- Material provided -
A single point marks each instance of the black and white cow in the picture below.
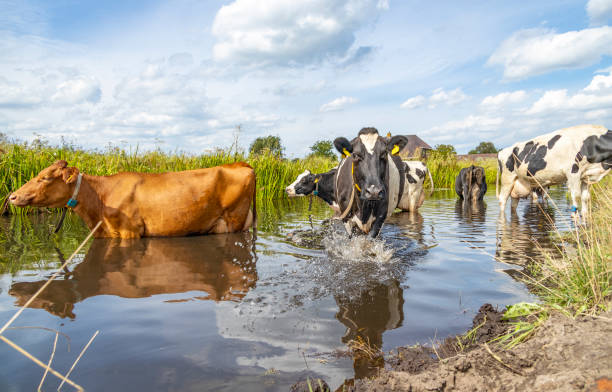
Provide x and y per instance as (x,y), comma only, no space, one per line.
(414,195)
(471,183)
(579,155)
(370,180)
(321,185)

- Exercise -
Rewrite the listing above as a two-column CSV with the headers prompt_text and answer_text, giving each text and its answer their own row, with each value in a single quoted field and line breaks replaced by spaces. Leave the picture out.

- Solved problem -
prompt_text,answer_text
"A single point marks each instance of the black and white cow in the picture below. Provide x and y per instance as (x,y), comma only, no space, one per line.","(414,195) (471,183) (579,155) (370,180) (321,185)"